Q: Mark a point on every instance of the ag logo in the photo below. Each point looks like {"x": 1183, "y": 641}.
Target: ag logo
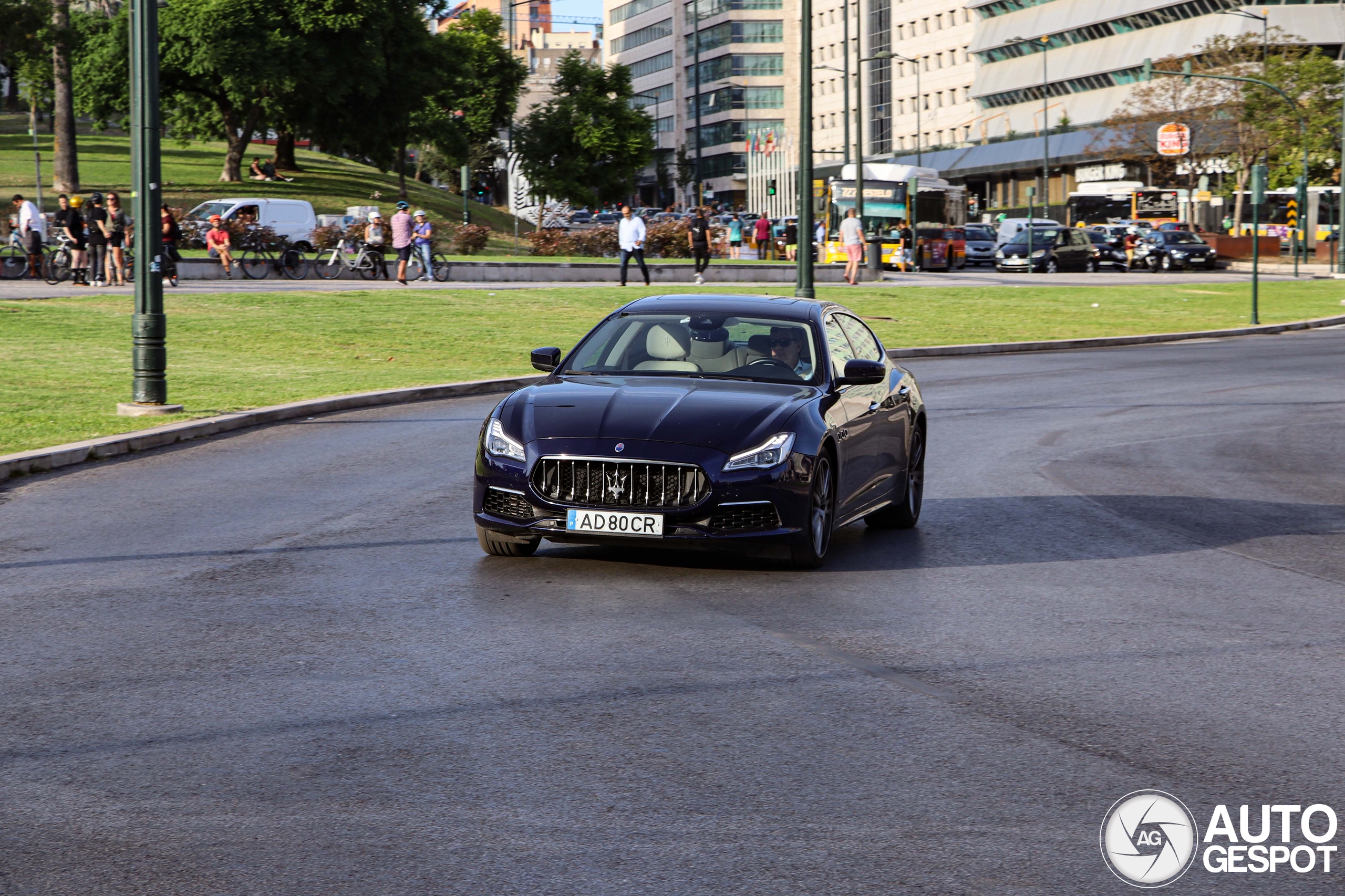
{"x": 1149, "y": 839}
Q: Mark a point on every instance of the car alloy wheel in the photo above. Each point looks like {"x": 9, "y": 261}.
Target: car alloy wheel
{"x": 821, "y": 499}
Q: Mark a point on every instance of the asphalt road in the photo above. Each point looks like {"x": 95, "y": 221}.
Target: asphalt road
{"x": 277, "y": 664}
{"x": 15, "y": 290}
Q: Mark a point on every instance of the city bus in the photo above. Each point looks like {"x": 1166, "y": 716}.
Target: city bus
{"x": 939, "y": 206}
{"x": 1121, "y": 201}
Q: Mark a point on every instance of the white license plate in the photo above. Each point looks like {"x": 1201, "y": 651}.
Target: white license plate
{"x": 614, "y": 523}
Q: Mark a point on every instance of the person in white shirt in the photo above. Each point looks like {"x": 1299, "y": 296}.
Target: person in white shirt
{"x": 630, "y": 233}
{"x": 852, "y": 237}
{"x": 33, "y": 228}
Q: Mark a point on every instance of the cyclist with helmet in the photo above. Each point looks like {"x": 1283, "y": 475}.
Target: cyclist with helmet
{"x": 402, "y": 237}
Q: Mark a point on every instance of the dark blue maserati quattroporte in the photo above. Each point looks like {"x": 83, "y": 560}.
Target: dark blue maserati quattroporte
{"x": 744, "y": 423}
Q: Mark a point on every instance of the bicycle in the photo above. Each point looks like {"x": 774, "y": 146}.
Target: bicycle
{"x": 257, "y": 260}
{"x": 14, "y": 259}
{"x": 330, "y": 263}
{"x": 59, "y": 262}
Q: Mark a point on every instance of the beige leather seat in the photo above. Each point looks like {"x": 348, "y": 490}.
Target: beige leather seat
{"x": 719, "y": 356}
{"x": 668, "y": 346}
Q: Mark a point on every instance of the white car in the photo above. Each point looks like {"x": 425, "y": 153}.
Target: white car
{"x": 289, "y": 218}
■ ■ ■
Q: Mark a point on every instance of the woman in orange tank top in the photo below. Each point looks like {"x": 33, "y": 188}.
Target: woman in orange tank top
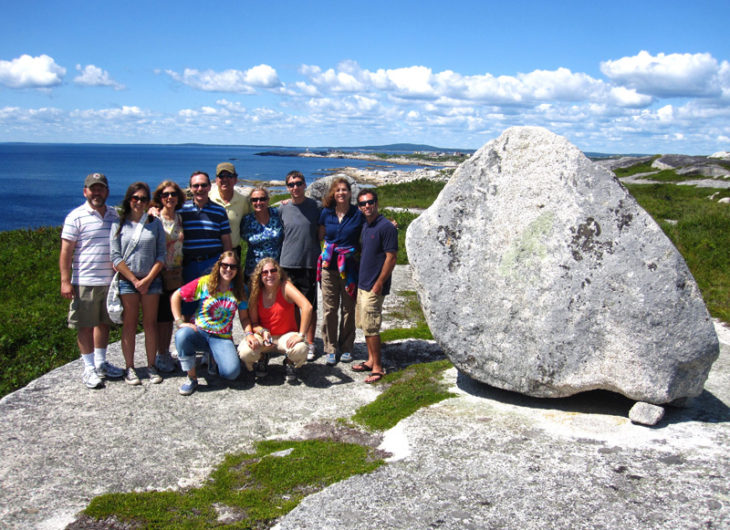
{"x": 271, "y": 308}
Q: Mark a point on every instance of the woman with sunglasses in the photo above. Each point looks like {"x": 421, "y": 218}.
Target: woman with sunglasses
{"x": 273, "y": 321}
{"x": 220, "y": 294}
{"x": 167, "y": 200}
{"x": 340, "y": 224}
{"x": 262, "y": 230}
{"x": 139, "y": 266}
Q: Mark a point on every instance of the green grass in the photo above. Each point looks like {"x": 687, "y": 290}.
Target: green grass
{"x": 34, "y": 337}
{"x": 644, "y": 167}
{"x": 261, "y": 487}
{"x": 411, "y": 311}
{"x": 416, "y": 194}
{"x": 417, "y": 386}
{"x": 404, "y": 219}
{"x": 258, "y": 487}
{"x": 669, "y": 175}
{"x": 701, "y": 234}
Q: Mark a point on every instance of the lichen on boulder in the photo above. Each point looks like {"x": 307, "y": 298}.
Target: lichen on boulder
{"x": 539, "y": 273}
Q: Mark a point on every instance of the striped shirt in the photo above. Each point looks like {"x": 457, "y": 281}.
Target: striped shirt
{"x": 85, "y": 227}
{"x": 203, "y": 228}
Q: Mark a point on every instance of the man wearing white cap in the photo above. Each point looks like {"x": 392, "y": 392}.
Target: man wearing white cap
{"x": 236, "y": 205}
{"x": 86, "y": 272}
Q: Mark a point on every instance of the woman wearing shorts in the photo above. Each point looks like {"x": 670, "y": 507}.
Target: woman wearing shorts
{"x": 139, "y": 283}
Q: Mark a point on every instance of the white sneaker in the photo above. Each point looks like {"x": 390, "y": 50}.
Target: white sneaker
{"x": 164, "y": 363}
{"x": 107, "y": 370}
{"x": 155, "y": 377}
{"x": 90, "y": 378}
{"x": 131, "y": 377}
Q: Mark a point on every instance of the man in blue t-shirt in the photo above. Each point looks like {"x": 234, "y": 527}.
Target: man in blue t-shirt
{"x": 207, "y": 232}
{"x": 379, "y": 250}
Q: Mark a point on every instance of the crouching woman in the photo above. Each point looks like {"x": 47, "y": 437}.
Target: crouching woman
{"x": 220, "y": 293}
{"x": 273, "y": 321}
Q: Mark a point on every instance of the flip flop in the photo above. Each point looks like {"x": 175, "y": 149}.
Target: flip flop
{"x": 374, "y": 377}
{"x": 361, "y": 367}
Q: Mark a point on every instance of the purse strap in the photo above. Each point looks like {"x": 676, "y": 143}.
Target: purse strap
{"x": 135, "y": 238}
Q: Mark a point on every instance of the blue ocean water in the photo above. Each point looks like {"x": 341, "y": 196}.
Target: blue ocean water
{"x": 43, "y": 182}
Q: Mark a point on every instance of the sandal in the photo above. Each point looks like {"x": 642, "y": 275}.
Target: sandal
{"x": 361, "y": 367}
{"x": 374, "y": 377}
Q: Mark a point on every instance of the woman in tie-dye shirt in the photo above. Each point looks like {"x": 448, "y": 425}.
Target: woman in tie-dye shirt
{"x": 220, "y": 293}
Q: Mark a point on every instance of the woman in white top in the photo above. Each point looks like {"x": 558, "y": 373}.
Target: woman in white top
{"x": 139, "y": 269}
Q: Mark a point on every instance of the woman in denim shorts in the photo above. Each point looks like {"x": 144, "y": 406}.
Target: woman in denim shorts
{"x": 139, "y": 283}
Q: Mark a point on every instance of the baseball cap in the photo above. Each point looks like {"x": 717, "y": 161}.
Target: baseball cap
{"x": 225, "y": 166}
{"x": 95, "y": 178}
■ ■ ■
_Task objective_
Among the records above, find each line containing the string "below" and copy it.

_Exercise solution_
Q: Mark a point on every instance of the ag logo in the photo below. Each point looks like {"x": 1183, "y": 641}.
Q: Mark a point on every instance of the woman in orange tank top in the photo below. Each point looks like {"x": 33, "y": 188}.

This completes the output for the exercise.